<<<<
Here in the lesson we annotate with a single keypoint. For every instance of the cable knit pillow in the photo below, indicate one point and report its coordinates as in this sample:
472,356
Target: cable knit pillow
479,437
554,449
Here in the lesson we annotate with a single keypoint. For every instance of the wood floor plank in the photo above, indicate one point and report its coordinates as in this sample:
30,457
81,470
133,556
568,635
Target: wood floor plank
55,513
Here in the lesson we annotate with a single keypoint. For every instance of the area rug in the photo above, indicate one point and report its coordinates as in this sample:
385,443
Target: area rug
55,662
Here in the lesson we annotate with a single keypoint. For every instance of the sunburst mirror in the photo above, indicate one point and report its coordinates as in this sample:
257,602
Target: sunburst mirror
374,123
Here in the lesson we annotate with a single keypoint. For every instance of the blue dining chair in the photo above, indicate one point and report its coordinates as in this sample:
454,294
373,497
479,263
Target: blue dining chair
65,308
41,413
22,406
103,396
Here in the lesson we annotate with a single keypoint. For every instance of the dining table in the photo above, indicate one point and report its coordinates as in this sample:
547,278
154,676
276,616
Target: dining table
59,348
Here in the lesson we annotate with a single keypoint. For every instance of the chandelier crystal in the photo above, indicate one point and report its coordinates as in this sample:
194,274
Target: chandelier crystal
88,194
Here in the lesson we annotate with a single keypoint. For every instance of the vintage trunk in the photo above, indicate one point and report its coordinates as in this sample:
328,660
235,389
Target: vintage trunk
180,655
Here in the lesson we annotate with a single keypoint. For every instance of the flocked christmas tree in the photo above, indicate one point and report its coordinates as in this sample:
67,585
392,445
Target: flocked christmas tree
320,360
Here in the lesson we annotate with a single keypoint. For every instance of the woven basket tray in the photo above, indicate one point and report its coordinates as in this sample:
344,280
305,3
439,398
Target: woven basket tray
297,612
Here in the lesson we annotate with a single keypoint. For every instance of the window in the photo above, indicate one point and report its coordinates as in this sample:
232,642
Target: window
>>>>
* What the exercise asks *
Format everything from the line containing "of the window" down to the end of the material as a Markdown table. Use the columns Row and Line, number each line, and leave out any blank lines.

* Written reply *
| Row | Line |
|---|---|
| 1 | Here in the lesson we annotate with a single keypoint. For every instance of the window in the photo above, indicate one point and report its coordinates as in this sample: |
| 2 | 232,642 |
| 3 | Target: window |